Source records
-- begin --

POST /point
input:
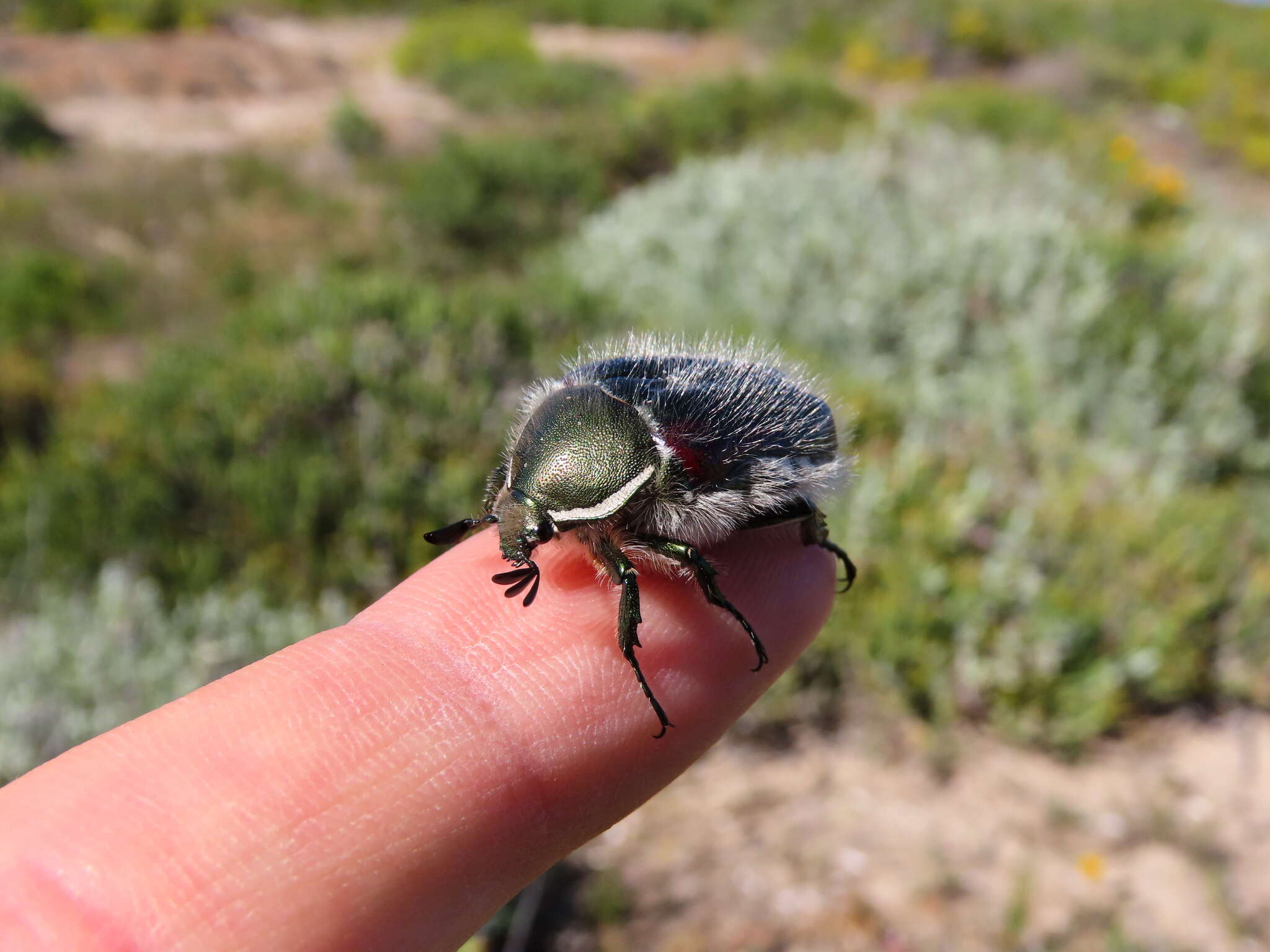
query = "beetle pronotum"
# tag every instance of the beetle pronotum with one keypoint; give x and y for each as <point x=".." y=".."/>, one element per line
<point x="653" y="450"/>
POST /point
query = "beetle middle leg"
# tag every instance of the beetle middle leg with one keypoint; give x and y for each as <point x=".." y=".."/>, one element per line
<point x="629" y="617"/>
<point x="815" y="532"/>
<point x="706" y="578"/>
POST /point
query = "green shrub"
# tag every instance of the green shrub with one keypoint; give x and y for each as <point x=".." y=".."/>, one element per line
<point x="1002" y="113"/>
<point x="658" y="131"/>
<point x="1061" y="421"/>
<point x="46" y="301"/>
<point x="483" y="56"/>
<point x="84" y="663"/>
<point x="492" y="198"/>
<point x="115" y="15"/>
<point x="648" y="14"/>
<point x="306" y="446"/>
<point x="353" y="131"/>
<point x="23" y="127"/>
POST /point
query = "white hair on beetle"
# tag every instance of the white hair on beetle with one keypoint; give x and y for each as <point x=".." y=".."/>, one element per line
<point x="742" y="397"/>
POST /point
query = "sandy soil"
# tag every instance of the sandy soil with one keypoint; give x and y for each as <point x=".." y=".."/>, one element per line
<point x="276" y="81"/>
<point x="1161" y="842"/>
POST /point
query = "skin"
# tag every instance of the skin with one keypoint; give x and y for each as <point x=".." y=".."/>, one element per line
<point x="389" y="783"/>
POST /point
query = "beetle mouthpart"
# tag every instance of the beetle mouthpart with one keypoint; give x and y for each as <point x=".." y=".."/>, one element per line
<point x="518" y="579"/>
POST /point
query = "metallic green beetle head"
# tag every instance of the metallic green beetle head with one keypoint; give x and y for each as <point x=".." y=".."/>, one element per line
<point x="580" y="456"/>
<point x="522" y="526"/>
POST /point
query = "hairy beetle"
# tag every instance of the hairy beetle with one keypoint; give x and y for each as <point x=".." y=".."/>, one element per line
<point x="651" y="450"/>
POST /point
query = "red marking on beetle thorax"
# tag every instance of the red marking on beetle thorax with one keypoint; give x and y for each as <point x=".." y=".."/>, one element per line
<point x="691" y="459"/>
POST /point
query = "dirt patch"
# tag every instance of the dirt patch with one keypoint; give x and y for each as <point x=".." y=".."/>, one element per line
<point x="276" y="81"/>
<point x="255" y="82"/>
<point x="648" y="56"/>
<point x="853" y="843"/>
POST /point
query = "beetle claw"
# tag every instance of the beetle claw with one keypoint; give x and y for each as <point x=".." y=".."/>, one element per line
<point x="518" y="579"/>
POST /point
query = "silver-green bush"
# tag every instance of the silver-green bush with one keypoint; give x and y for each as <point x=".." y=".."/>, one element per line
<point x="1062" y="416"/>
<point x="81" y="664"/>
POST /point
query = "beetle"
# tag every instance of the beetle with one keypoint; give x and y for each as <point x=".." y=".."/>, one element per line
<point x="651" y="450"/>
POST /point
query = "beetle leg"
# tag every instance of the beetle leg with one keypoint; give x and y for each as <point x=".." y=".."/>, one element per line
<point x="706" y="578"/>
<point x="815" y="532"/>
<point x="621" y="570"/>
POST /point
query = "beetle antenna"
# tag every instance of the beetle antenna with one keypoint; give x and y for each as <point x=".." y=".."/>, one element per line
<point x="450" y="535"/>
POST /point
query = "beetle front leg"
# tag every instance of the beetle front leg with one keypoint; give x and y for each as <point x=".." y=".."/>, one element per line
<point x="815" y="532"/>
<point x="706" y="578"/>
<point x="629" y="617"/>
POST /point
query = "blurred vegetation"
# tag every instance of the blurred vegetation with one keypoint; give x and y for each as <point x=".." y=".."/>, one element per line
<point x="23" y="127"/>
<point x="1057" y="357"/>
<point x="353" y="131"/>
<point x="483" y="56"/>
<point x="1062" y="421"/>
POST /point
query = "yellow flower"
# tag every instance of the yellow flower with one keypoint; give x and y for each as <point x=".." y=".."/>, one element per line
<point x="1166" y="182"/>
<point x="861" y="58"/>
<point x="1093" y="866"/>
<point x="1123" y="149"/>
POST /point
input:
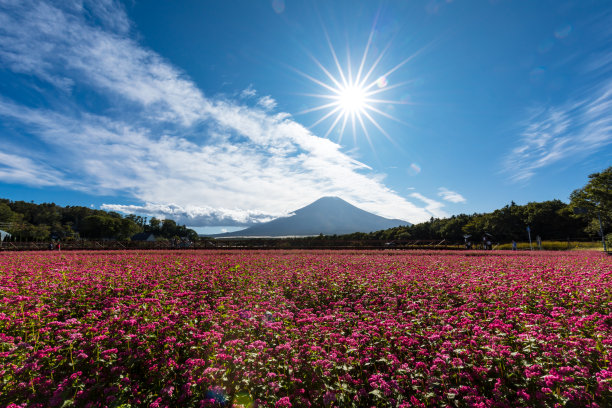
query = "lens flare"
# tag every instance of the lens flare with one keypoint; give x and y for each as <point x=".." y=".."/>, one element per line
<point x="352" y="95"/>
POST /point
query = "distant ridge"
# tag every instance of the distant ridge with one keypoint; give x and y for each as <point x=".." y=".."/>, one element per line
<point x="327" y="216"/>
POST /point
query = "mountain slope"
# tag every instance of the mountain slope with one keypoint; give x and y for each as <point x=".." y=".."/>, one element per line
<point x="327" y="215"/>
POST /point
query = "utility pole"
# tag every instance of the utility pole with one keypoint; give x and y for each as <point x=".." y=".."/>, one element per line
<point x="603" y="238"/>
<point x="529" y="233"/>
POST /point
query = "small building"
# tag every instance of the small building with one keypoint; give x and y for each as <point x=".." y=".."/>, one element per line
<point x="144" y="236"/>
<point x="3" y="235"/>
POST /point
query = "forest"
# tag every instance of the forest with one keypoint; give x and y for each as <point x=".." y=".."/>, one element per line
<point x="587" y="215"/>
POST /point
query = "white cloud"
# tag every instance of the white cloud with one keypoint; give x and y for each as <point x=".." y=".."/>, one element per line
<point x="451" y="196"/>
<point x="267" y="102"/>
<point x="202" y="160"/>
<point x="566" y="133"/>
<point x="433" y="206"/>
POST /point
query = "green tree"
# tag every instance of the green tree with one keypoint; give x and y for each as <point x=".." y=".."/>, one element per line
<point x="596" y="200"/>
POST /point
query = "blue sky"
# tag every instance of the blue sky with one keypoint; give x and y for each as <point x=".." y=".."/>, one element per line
<point x="225" y="113"/>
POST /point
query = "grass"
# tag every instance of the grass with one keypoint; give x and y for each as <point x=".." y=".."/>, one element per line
<point x="554" y="245"/>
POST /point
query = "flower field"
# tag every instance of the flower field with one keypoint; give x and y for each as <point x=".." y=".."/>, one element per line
<point x="299" y="329"/>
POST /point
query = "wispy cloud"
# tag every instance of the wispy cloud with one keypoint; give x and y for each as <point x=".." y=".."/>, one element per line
<point x="434" y="207"/>
<point x="570" y="132"/>
<point x="267" y="102"/>
<point x="203" y="160"/>
<point x="451" y="196"/>
<point x="573" y="130"/>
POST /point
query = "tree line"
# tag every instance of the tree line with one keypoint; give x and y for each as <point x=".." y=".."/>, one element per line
<point x="27" y="221"/>
<point x="588" y="213"/>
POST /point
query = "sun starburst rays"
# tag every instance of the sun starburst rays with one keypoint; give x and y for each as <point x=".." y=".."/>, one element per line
<point x="352" y="95"/>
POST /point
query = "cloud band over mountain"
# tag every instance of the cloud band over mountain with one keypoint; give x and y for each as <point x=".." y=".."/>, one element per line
<point x="205" y="160"/>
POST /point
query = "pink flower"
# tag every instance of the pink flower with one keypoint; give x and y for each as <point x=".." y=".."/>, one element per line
<point x="283" y="403"/>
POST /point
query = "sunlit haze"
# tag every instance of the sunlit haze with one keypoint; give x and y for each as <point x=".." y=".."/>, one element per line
<point x="221" y="115"/>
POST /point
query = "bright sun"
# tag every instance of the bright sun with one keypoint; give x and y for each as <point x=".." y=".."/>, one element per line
<point x="353" y="98"/>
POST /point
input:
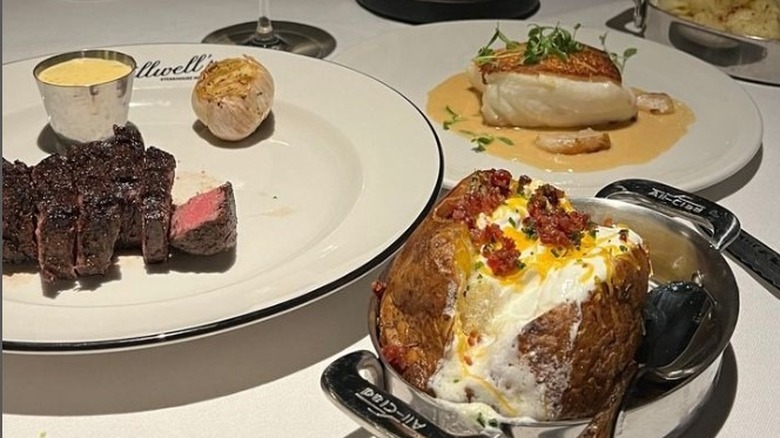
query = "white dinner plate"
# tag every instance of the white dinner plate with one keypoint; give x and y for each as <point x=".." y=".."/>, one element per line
<point x="726" y="134"/>
<point x="328" y="188"/>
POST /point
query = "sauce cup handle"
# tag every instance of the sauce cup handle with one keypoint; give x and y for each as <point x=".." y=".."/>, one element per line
<point x="368" y="403"/>
<point x="722" y="224"/>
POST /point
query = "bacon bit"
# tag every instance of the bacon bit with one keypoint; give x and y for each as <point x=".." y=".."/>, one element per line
<point x="499" y="250"/>
<point x="378" y="287"/>
<point x="488" y="189"/>
<point x="523" y="181"/>
<point x="553" y="225"/>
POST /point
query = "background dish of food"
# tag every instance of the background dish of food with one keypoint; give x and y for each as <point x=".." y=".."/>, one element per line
<point x="313" y="189"/>
<point x="745" y="57"/>
<point x="721" y="141"/>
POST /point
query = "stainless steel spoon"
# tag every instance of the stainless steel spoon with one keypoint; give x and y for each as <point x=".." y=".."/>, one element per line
<point x="672" y="316"/>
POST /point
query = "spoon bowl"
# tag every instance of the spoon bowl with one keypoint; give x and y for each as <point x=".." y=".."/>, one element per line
<point x="672" y="318"/>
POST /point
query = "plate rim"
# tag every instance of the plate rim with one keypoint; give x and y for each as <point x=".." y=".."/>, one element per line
<point x="164" y="337"/>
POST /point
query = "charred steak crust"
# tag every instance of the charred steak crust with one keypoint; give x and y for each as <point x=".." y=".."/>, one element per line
<point x="71" y="211"/>
<point x="157" y="204"/>
<point x="57" y="208"/>
<point x="206" y="235"/>
<point x="98" y="226"/>
<point x="126" y="160"/>
<point x="18" y="214"/>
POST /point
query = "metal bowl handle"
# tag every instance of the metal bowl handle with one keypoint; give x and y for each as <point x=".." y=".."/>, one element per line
<point x="723" y="225"/>
<point x="367" y="403"/>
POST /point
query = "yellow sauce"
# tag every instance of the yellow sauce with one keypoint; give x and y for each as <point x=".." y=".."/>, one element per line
<point x="634" y="142"/>
<point x="84" y="71"/>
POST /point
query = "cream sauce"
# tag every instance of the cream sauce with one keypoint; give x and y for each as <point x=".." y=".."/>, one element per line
<point x="634" y="142"/>
<point x="84" y="72"/>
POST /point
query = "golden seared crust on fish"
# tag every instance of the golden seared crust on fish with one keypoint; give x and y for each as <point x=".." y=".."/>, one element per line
<point x="587" y="64"/>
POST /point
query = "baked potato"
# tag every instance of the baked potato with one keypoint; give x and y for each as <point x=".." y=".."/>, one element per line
<point x="506" y="295"/>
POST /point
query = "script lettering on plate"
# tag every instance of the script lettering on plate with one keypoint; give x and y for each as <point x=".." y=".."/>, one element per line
<point x="189" y="70"/>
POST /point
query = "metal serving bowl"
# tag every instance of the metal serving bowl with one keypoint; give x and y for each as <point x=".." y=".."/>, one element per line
<point x="752" y="58"/>
<point x="365" y="387"/>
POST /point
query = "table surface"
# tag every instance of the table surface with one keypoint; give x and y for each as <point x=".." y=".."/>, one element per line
<point x="263" y="380"/>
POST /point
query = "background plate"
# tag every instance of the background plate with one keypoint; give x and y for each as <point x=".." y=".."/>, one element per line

-- end --

AIM OF THE EXERCISE
Count the lines in the entries above that contain the string "starburst", treating uppercase and lowercase as different. Give only the number.

SOLUTION FOR THIS TASK
2